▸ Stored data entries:
::::

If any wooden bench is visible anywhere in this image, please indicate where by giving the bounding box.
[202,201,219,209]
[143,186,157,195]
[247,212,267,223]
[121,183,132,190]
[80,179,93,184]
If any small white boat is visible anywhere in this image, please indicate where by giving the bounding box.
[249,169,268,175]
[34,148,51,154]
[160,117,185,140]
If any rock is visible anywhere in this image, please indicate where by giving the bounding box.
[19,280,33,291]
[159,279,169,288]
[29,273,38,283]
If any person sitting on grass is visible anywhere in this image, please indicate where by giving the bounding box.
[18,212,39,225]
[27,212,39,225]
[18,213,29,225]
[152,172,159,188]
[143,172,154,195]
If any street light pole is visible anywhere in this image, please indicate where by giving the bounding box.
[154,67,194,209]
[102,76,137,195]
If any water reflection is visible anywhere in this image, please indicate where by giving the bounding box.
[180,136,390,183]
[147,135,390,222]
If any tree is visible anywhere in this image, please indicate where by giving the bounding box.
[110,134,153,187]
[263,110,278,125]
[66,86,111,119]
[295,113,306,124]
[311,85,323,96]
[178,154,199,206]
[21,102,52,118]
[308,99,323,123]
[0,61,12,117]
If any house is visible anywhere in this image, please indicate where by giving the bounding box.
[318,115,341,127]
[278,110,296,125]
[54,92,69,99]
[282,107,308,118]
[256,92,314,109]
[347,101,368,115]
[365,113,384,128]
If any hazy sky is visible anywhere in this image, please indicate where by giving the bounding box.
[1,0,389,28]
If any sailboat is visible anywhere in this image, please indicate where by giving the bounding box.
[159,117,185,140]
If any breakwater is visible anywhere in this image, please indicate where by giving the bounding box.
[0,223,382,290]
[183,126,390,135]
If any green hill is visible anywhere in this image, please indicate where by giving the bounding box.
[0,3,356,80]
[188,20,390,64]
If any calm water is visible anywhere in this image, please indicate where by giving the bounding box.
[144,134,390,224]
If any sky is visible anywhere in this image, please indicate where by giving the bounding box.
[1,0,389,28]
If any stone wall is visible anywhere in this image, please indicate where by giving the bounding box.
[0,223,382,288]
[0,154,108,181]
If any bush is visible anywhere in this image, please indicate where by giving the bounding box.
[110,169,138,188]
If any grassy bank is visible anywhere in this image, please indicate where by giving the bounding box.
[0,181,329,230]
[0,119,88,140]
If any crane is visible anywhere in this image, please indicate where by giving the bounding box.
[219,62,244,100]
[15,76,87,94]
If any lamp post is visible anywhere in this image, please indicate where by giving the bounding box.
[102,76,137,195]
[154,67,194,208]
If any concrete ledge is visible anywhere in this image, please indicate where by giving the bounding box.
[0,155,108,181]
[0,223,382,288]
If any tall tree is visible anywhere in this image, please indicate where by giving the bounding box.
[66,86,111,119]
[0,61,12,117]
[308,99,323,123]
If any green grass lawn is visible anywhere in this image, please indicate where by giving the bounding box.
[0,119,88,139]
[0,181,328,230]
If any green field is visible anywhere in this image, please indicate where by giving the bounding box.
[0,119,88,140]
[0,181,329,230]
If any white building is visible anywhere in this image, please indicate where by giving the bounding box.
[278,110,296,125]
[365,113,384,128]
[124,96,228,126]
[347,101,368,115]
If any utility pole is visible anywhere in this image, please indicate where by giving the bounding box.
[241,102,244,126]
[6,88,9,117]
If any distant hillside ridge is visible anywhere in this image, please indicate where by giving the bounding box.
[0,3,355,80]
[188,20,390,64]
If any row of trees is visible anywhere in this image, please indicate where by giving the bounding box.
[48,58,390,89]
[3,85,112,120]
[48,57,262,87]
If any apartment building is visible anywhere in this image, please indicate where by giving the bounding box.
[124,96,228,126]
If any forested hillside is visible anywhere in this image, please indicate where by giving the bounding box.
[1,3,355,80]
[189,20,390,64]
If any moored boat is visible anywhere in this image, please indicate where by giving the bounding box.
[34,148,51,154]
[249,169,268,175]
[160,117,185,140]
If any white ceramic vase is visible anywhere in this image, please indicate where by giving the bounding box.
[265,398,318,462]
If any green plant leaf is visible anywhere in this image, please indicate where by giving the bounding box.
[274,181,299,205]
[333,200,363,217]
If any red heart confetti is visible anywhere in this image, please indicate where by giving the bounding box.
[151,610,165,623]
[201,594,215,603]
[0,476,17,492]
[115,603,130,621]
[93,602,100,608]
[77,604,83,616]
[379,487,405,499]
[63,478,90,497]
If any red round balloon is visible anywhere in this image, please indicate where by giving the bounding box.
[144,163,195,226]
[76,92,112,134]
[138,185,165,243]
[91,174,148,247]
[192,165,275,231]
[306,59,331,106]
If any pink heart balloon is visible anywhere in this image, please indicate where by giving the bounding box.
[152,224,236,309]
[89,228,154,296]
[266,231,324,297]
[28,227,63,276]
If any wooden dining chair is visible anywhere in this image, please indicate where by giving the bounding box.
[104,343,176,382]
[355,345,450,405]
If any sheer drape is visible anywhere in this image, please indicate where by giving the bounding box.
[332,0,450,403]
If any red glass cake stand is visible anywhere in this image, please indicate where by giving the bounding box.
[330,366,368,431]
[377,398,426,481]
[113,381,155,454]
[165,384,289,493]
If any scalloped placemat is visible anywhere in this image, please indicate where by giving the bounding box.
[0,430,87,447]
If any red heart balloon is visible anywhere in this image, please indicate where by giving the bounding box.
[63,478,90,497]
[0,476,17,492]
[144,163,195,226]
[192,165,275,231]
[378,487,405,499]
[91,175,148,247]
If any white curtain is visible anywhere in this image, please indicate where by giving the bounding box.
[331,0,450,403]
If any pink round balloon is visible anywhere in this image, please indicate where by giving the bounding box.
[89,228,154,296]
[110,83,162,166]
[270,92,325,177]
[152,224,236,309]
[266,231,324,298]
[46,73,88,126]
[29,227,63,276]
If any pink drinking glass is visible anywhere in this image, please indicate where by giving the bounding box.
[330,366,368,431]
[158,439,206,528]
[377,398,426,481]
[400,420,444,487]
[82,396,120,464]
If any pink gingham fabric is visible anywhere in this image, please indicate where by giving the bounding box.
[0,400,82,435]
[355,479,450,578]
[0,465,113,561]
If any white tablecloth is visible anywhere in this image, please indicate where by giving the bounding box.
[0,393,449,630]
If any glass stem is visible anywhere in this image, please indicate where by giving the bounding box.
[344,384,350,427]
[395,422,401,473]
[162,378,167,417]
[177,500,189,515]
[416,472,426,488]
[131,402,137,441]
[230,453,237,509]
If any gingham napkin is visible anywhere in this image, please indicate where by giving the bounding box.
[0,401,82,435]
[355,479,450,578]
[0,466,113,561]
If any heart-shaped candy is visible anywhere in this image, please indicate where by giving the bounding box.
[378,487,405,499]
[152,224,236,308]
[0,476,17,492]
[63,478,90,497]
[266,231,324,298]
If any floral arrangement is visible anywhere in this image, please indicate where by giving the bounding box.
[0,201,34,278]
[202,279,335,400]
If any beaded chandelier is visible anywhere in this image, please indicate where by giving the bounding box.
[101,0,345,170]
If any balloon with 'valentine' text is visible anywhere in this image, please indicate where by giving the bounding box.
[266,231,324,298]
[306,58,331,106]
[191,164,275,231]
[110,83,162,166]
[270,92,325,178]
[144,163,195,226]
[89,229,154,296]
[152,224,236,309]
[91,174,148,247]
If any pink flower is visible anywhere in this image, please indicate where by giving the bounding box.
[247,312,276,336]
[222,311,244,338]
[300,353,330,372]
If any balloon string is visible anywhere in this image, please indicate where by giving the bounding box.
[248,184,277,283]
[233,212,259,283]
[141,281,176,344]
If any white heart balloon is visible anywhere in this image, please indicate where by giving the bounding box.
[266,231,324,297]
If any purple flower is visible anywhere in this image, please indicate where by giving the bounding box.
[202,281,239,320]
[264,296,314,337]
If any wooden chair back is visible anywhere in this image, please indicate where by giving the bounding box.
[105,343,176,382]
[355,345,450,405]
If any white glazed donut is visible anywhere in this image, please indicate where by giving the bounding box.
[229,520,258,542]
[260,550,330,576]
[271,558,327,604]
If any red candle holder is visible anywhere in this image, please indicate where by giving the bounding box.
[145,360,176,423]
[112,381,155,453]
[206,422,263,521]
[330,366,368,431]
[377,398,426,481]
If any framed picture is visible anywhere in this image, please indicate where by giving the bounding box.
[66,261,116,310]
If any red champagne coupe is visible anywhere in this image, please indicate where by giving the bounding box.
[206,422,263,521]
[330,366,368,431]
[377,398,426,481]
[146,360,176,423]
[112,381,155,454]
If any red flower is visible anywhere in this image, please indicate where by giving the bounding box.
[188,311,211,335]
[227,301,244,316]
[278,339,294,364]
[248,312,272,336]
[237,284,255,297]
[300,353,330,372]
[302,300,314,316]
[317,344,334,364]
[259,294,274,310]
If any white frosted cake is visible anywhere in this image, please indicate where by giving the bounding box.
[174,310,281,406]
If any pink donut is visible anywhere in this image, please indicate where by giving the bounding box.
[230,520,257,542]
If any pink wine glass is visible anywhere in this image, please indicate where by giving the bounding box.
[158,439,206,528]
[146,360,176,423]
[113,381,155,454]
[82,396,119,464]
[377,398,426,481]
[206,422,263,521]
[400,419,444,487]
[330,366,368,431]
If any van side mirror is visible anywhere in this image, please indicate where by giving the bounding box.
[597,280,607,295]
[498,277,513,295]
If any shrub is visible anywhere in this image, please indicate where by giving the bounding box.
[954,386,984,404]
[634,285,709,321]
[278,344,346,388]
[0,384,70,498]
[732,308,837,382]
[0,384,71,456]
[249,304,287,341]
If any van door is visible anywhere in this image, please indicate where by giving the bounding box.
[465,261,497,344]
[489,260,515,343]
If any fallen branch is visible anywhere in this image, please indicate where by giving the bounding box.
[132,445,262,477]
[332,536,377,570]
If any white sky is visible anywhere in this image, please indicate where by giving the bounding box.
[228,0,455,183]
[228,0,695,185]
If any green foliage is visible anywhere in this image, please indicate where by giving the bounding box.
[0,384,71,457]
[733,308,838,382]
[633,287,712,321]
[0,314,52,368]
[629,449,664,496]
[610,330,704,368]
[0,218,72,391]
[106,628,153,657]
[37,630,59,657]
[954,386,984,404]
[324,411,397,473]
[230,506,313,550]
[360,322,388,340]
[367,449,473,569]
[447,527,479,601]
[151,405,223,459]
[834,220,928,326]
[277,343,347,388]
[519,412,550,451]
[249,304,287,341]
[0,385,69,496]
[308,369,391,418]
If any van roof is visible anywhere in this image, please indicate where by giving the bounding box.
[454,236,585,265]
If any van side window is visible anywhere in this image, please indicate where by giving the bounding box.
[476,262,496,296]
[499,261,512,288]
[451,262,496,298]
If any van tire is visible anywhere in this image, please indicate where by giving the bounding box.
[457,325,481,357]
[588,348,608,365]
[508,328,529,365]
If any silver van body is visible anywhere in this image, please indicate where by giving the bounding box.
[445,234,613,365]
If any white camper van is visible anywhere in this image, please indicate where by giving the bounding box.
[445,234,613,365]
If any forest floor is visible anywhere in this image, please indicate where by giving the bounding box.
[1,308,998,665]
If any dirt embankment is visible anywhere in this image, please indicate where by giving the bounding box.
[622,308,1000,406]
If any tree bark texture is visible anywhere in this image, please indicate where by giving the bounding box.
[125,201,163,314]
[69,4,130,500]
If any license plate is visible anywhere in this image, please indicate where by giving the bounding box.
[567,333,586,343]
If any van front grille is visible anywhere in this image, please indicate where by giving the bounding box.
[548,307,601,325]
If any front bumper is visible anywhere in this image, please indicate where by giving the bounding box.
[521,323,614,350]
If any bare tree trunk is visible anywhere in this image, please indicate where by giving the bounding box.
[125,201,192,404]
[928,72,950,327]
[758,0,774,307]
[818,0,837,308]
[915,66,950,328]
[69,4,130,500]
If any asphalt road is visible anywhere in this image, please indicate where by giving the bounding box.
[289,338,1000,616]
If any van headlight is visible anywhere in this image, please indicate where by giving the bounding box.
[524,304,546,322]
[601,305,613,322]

::::

Look above for the line that holds "If any license", then copy it and each line after it exactly, through the last line of the data.

If any license plate is visible anywhere in this image, please indicate where by giving the bounding box.
[567,333,586,343]
If any van front grille is visible anywhere in this image, please indicate where by giving the bounding box.
[548,307,601,325]
If any front bumper is visible anywhere in this image, please indicate where by giving the bounding box.
[521,323,614,350]
If any bare tree trunk is visible anywhere in this image, please indicate where by giving the bounding box.
[125,201,192,404]
[928,72,950,327]
[758,0,774,307]
[818,0,837,308]
[915,66,950,328]
[69,4,130,500]
If any asphalt road is visible anywhere in this image, please indicate where by giving the bounding box.
[289,338,1000,616]
If any van headlight is visible anywhere in this image, please indicate where by giving the bounding box.
[524,304,546,322]
[601,305,613,322]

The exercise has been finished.